-- START OF DATASET RECORDS --

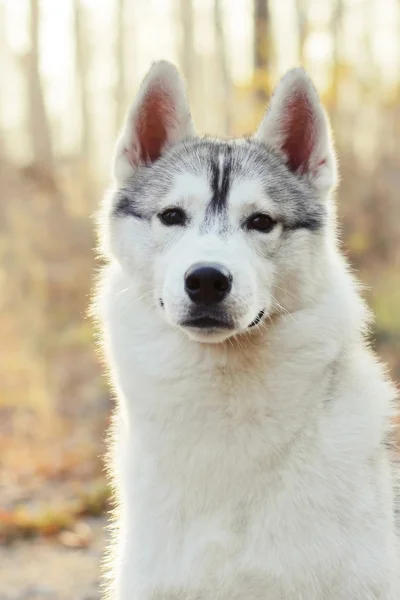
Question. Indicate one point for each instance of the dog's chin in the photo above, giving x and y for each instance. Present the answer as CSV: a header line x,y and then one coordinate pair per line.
x,y
208,335
210,330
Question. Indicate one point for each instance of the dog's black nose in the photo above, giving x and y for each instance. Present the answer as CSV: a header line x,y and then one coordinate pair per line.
x,y
207,283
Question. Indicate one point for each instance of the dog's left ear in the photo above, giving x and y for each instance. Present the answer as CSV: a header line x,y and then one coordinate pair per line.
x,y
159,118
297,128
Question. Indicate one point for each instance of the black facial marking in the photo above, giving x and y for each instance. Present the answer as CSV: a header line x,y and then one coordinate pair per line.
x,y
257,319
126,207
310,222
220,181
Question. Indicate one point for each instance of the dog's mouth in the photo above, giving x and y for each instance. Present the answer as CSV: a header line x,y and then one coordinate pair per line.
x,y
258,318
206,322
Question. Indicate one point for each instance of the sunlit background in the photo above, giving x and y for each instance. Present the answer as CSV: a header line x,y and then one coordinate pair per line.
x,y
69,70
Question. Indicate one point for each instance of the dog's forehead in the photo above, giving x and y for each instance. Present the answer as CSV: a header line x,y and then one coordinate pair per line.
x,y
218,174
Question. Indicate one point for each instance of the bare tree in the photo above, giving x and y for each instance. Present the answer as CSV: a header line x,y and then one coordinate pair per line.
x,y
223,69
336,26
302,27
262,47
82,68
120,62
187,52
39,126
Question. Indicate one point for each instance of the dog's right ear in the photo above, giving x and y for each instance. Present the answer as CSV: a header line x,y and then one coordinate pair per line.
x,y
159,118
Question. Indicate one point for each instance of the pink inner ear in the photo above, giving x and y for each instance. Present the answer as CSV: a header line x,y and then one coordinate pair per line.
x,y
151,124
299,129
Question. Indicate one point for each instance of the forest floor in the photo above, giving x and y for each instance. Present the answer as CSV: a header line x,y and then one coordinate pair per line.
x,y
54,568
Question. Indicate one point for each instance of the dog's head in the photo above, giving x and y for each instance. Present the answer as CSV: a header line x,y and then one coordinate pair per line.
x,y
220,235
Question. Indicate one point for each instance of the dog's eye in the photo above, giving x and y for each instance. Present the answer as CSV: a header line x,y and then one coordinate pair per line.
x,y
172,216
260,222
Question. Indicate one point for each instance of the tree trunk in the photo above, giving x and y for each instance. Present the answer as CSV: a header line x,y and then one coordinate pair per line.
x,y
187,53
302,27
120,95
223,69
81,64
262,48
337,18
38,121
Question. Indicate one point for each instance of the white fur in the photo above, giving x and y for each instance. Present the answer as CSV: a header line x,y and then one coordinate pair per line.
x,y
253,468
297,85
165,77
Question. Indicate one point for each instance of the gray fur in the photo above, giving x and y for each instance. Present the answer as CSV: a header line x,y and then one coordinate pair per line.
x,y
296,201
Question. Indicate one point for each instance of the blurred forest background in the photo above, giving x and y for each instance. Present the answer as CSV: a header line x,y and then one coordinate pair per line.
x,y
69,71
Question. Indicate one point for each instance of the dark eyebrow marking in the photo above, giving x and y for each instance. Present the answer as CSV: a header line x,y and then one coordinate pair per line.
x,y
311,222
126,207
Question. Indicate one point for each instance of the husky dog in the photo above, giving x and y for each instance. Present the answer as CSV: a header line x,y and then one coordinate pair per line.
x,y
249,446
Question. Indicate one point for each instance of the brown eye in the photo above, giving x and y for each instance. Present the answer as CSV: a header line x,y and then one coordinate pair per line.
x,y
260,222
172,216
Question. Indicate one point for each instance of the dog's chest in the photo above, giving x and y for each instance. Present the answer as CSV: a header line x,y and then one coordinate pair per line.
x,y
224,516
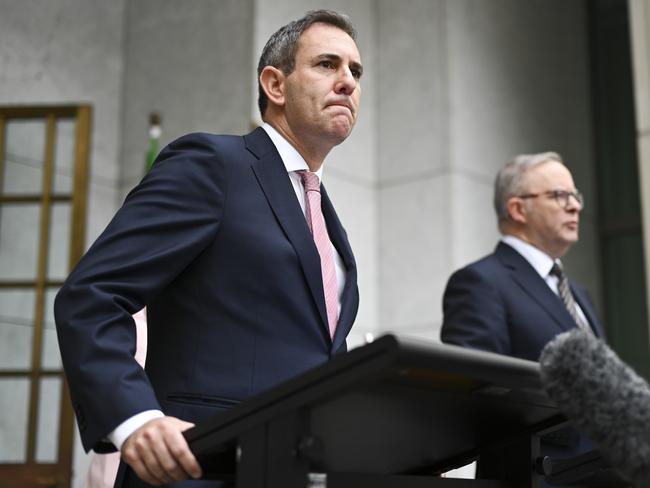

-- END OF DATASET RECORDS --

» WHAT IS ASKED
Rewrite the data, starting at the line that contains "Question. Indicate one point for each instance of the brown" and continuing through the end of the data, with the requests unchanged and every x and y coordinate in the answers multiplied by 1.45 and rounded to a whole number (halves round up). Omit the pictures.

» EXPECTED ANSWER
Question. Indicate one point for each instance of the brown eye in the photo above, giving x and y for each instance. Present the answer as CSV: a header line x,y and then one coordinate pair per line.
x,y
377,322
249,313
Question. Indicate one point for each instance of the dog's chest in the photo above, giving x and y for each instance. Present the answer as CSV: a header line x,y and then one coordinate pair per line.
x,y
325,748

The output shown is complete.